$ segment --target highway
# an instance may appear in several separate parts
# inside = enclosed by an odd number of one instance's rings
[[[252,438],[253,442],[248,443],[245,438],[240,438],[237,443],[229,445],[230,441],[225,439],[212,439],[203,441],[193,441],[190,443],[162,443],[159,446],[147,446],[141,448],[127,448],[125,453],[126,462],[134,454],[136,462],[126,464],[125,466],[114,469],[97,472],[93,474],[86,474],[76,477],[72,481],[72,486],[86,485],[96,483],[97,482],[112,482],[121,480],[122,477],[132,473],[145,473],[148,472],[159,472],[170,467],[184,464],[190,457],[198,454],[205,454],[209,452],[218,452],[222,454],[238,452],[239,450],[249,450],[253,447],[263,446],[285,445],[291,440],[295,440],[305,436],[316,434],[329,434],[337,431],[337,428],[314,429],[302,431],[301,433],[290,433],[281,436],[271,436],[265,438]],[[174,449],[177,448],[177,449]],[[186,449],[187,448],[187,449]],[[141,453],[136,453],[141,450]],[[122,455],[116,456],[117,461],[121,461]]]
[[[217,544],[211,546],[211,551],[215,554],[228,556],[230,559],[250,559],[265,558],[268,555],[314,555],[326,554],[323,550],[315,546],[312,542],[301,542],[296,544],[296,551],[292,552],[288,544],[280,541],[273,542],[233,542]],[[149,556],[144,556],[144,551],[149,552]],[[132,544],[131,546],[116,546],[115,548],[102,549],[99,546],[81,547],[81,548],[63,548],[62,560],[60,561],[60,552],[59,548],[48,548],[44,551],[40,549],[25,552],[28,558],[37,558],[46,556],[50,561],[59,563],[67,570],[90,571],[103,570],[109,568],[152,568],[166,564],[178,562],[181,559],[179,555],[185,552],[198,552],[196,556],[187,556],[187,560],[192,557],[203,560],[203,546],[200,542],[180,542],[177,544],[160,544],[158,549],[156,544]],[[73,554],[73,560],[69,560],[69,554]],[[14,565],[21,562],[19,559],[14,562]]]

What you have to do: Render each nonblank line of the records above as a row in a Markdown table, with columns headed Number and Record line.

Written solution:
| Number | Record line |
|---|---|
| 1 | $ segment --target highway |
| 2 | # an instance may appear in several separate parts |
| 3 | # inside = enclosed by an odd number of one instance's rings |
| 4 | [[[252,438],[253,442],[248,443],[245,438],[240,438],[237,443],[229,445],[230,441],[225,439],[212,439],[203,441],[193,441],[190,443],[162,443],[159,446],[147,446],[141,448],[127,448],[125,453],[126,462],[134,454],[136,462],[126,464],[125,466],[114,469],[97,472],[93,474],[86,474],[76,477],[72,481],[72,486],[86,485],[96,483],[97,482],[112,482],[121,480],[122,477],[132,473],[145,473],[148,472],[159,472],[170,467],[184,464],[190,457],[198,454],[205,454],[209,452],[218,452],[222,454],[238,452],[239,450],[249,450],[253,447],[263,446],[285,445],[291,440],[295,440],[305,436],[316,434],[329,434],[337,431],[337,428],[314,429],[302,431],[301,433],[290,433],[281,436],[271,436],[265,438]],[[174,449],[177,448],[177,449]],[[186,449],[187,448],[187,449]],[[141,453],[136,453],[141,450]],[[122,455],[116,456],[117,461],[121,461]]] |
| 5 | [[[217,544],[211,546],[211,551],[215,554],[228,556],[230,559],[250,559],[265,558],[268,555],[314,555],[326,554],[323,550],[315,546],[312,542],[301,542],[296,544],[296,551],[292,552],[288,544],[280,541],[273,542],[233,542]],[[149,556],[144,556],[144,551],[149,552]],[[132,544],[131,546],[116,546],[115,548],[102,549],[99,546],[81,547],[81,548],[63,548],[62,560],[60,561],[60,552],[59,548],[48,548],[44,551],[40,549],[25,552],[28,558],[37,558],[46,556],[50,561],[59,563],[67,570],[90,571],[103,570],[109,568],[152,568],[166,564],[178,562],[181,559],[179,555],[185,552],[198,552],[196,556],[187,556],[187,560],[192,557],[203,560],[203,546],[200,542],[180,542],[177,544],[160,544],[158,549],[156,544]],[[73,554],[73,560],[69,560],[69,554]],[[14,565],[21,562],[19,559],[14,562]]] |